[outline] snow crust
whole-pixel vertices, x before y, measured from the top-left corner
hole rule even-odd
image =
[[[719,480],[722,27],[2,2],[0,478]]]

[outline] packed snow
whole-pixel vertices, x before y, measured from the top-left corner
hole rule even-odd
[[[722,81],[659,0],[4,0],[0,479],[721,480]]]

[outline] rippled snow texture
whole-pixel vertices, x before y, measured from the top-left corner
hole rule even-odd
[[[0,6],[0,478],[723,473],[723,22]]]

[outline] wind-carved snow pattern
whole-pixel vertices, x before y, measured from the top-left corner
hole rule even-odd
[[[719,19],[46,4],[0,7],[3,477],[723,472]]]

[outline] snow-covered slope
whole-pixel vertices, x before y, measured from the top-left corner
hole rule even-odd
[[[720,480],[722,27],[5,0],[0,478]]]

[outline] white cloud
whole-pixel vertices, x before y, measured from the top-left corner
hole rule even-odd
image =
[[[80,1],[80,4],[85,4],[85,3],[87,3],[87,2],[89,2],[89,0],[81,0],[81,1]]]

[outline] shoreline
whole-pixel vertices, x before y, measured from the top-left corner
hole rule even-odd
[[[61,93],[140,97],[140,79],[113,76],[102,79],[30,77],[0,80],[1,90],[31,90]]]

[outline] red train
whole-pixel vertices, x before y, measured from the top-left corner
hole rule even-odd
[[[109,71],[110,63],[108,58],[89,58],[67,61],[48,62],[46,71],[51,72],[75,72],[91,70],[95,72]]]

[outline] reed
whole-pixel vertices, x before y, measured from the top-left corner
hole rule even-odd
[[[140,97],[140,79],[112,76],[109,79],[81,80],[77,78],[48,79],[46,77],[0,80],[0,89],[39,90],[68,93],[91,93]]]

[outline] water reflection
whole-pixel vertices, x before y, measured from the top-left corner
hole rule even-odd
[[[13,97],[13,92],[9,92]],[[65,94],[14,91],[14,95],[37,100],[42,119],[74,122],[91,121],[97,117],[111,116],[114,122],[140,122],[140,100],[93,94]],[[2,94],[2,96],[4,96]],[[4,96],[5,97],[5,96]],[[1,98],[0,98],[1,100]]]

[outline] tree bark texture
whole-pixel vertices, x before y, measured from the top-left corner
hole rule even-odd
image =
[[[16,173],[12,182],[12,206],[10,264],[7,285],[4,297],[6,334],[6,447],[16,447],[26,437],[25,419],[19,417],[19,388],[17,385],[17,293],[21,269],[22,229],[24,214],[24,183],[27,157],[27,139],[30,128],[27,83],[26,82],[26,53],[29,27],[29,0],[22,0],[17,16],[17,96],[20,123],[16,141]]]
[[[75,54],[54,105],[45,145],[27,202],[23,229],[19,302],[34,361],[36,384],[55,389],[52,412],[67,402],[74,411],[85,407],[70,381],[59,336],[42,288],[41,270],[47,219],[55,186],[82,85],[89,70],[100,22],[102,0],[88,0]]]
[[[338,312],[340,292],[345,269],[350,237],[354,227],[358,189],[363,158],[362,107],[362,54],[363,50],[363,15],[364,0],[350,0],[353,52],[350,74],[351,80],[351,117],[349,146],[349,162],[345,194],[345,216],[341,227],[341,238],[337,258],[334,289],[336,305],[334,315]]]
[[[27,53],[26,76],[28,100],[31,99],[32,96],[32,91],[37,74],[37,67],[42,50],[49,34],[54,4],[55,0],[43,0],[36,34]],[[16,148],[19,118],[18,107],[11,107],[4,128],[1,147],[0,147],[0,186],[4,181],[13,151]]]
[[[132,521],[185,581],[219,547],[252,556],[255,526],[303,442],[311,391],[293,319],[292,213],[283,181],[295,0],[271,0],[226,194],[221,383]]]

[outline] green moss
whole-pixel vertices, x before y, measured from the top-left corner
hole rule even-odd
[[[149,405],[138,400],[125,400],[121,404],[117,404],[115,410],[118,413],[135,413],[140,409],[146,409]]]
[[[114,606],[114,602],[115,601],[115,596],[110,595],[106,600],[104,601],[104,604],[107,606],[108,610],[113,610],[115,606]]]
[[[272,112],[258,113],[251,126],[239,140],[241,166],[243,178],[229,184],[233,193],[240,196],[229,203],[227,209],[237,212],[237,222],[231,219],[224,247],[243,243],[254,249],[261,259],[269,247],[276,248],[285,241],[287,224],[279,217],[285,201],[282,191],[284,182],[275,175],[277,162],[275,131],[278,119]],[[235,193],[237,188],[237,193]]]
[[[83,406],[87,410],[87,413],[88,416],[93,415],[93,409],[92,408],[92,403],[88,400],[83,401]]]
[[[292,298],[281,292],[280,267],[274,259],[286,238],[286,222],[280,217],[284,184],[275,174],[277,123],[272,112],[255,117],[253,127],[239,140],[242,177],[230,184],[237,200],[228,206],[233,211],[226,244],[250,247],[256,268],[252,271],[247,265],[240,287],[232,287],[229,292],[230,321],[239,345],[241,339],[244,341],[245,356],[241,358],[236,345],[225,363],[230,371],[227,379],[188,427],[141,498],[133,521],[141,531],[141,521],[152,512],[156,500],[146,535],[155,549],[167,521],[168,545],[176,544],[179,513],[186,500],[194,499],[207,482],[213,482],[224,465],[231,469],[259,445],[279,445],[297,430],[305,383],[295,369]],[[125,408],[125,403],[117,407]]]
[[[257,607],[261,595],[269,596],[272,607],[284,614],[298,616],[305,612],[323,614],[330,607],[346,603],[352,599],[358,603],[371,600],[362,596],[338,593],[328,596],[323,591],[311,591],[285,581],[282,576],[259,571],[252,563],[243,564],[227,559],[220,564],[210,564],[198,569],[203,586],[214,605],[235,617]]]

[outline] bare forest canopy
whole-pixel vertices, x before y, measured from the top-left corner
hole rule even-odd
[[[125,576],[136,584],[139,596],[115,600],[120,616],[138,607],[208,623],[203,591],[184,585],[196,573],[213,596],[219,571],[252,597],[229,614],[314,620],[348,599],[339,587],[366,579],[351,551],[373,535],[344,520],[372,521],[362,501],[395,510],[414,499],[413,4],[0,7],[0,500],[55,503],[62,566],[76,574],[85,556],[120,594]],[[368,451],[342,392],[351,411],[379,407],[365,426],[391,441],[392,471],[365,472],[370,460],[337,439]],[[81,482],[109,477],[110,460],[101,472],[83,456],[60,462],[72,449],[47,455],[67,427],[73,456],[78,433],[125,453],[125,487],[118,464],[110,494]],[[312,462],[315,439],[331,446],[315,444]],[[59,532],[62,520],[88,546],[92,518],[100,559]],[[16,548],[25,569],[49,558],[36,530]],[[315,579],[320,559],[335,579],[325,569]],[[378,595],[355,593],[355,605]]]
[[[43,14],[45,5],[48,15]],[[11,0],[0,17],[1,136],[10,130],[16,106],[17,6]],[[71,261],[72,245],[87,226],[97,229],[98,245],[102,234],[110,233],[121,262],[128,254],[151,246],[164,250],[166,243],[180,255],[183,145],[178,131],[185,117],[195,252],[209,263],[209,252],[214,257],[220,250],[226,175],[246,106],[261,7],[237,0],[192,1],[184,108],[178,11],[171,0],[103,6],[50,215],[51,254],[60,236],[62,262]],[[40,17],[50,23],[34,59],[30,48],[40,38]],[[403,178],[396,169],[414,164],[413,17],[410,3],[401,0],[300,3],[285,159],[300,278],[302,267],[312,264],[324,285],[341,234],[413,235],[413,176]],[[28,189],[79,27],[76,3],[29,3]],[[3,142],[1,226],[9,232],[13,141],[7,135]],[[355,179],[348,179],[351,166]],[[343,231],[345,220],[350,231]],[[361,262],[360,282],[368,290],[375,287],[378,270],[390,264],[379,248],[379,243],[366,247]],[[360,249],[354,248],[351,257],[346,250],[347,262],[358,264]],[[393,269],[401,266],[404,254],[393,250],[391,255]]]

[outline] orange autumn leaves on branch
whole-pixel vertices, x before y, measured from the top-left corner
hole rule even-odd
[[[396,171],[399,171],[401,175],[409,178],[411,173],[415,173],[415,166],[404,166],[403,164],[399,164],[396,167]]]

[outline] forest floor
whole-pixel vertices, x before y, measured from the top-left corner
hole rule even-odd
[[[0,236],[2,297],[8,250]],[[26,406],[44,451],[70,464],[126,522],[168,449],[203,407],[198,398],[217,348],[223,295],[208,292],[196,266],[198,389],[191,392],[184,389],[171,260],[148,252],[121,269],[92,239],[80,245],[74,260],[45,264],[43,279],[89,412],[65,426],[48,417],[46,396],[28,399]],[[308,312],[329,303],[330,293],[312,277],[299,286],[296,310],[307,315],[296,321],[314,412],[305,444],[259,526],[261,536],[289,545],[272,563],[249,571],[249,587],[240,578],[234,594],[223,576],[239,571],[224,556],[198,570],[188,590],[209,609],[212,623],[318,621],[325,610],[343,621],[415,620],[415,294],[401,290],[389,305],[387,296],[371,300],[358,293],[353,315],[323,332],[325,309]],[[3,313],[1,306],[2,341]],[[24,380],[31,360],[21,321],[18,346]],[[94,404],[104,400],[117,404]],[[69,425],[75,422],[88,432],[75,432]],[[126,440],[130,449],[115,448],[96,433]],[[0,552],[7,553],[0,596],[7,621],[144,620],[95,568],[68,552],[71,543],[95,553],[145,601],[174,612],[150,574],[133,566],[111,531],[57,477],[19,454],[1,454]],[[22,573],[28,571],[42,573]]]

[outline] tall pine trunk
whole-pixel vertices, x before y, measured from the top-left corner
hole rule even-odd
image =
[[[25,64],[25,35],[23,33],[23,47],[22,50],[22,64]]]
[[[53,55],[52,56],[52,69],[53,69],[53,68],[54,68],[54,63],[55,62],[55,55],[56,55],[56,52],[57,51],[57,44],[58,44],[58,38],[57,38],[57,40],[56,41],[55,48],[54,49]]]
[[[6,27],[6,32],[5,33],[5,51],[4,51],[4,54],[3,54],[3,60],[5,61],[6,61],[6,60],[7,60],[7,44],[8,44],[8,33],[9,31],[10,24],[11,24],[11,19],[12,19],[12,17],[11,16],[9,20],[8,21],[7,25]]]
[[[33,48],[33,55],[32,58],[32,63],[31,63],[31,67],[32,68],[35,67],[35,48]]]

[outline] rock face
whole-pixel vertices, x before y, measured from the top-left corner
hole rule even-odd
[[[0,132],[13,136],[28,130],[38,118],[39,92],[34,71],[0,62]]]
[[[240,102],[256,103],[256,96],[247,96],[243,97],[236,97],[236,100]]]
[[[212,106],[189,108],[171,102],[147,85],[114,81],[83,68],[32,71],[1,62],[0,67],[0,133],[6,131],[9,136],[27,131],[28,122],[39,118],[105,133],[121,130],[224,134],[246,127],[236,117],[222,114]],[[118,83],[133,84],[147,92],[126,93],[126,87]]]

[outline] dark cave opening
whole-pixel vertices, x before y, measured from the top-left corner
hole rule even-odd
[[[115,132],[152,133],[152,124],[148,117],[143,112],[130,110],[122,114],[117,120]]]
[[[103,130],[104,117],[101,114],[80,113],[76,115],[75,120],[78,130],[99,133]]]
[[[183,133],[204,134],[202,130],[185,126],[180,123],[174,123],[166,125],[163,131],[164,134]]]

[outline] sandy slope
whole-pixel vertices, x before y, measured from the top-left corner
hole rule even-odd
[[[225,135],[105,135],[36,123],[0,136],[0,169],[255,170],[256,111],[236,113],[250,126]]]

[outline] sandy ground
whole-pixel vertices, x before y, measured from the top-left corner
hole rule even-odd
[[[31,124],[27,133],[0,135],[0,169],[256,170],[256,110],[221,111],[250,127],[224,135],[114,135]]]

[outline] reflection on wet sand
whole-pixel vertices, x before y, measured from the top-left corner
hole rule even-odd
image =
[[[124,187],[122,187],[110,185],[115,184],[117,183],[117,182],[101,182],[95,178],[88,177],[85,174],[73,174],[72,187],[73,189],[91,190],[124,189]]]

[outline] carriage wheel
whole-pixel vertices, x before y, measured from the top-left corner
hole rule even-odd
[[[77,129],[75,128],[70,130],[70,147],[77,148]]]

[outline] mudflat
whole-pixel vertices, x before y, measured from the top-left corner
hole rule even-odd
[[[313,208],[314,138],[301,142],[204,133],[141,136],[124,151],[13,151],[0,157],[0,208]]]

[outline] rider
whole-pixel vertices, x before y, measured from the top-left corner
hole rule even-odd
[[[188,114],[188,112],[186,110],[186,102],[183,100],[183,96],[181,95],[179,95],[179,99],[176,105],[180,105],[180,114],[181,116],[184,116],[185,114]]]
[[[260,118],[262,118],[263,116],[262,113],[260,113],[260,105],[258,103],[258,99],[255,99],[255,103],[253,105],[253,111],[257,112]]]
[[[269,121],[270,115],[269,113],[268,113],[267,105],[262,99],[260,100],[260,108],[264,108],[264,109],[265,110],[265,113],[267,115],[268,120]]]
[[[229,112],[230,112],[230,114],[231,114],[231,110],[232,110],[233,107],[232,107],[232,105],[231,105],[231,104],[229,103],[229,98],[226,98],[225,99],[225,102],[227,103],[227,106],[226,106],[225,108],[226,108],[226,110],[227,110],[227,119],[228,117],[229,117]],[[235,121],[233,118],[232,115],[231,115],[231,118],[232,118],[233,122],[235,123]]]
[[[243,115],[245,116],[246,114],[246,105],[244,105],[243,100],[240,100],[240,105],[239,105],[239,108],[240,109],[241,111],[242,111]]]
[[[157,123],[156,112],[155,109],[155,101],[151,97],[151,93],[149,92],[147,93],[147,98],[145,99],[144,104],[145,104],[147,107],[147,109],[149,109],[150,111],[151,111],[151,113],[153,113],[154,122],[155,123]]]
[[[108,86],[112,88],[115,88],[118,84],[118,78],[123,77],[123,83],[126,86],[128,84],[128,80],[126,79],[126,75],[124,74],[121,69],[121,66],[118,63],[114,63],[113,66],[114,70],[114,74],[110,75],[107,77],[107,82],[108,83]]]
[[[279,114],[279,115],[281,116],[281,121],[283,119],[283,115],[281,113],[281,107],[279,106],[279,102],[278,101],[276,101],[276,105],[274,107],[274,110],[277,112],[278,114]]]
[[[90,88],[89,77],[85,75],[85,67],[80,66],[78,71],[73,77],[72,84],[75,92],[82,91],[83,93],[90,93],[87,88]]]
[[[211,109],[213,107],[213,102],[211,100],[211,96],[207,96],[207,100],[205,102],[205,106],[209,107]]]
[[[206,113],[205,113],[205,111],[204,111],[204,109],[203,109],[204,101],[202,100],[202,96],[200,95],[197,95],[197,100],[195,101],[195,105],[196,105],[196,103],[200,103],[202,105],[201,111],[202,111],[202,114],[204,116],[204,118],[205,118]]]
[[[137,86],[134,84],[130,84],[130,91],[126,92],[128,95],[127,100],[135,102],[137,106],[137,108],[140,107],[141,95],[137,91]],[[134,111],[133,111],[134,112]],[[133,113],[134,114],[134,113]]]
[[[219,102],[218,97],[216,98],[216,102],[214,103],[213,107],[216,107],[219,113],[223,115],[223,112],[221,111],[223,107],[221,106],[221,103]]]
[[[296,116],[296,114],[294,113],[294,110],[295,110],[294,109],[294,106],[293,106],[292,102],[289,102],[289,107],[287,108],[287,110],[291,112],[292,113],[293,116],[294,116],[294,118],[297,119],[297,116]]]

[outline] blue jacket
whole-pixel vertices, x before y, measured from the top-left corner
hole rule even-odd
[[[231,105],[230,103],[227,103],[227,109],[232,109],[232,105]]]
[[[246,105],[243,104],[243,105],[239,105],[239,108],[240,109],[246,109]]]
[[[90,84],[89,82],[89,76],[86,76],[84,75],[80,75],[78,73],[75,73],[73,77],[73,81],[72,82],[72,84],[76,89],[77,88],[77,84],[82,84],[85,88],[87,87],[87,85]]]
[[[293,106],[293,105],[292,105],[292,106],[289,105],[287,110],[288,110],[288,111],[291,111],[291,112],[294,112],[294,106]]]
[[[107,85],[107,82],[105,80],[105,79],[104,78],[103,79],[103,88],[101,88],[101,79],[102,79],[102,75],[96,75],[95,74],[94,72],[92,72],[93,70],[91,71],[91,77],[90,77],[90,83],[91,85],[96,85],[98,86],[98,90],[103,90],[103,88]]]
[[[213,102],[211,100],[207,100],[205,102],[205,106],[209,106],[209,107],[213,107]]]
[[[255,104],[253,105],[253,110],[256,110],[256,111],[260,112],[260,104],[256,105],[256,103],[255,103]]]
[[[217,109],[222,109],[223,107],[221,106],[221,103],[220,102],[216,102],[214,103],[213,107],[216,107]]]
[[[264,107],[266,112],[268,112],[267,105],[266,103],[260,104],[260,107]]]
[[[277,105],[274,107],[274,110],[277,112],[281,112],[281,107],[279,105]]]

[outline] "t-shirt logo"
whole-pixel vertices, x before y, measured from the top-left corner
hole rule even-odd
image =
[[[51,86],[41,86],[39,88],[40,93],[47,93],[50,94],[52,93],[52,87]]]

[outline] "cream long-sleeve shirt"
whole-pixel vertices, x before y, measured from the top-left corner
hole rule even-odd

==========

● **WHAT TO WORK ON**
Find the line that contains "[outline] blue jacket". Repeat it and every line after it, exactly as written, up to and including the last line of the records above.

● **FINISHED ANSWER**
[outline] blue jacket
whole-pixel vertices, x before y, measured from the top-left corner
hole rule even-odd
[[[231,105],[230,103],[227,103],[227,109],[232,109],[232,105]]]
[[[246,105],[243,104],[243,105],[239,105],[239,108],[240,109],[246,109]]]
[[[90,84],[89,82],[89,76],[86,76],[84,75],[80,75],[78,73],[75,73],[73,77],[73,81],[72,82],[72,84],[76,89],[77,88],[77,84],[82,84],[85,88],[87,87],[87,85]]]
[[[293,106],[293,105],[292,105],[292,106],[289,105],[287,110],[288,110],[288,111],[291,111],[291,112],[294,112],[294,106]]]
[[[107,85],[107,82],[105,80],[105,79],[104,78],[103,79],[103,88],[101,88],[101,79],[102,79],[102,75],[96,75],[95,74],[94,72],[92,72],[93,70],[91,71],[91,77],[90,77],[90,83],[91,85],[96,85],[98,86],[98,90],[103,90],[103,88]]]
[[[213,102],[211,100],[207,100],[205,102],[205,106],[209,106],[209,107],[213,107]]]
[[[255,104],[253,105],[253,110],[256,110],[256,111],[260,112],[260,104],[256,105],[256,103],[255,103]]]
[[[217,109],[222,109],[223,107],[221,106],[221,103],[220,102],[216,102],[214,103],[213,107],[216,107]]]
[[[264,107],[266,112],[268,112],[267,105],[266,103],[260,104],[260,107]]]
[[[277,105],[274,107],[274,110],[277,112],[281,112],[281,107],[279,105]]]

[outline] "t-shirt logo"
whole-pixel vertices, x before y, measured from the top-left corner
hole rule even-odd
image =
[[[51,86],[41,86],[39,88],[40,93],[47,93],[50,94],[52,93],[52,87]]]

[outline] "cream long-sleeve shirt"
whole-pixel vertices, x before y, measured from the top-left corner
hole rule even-odd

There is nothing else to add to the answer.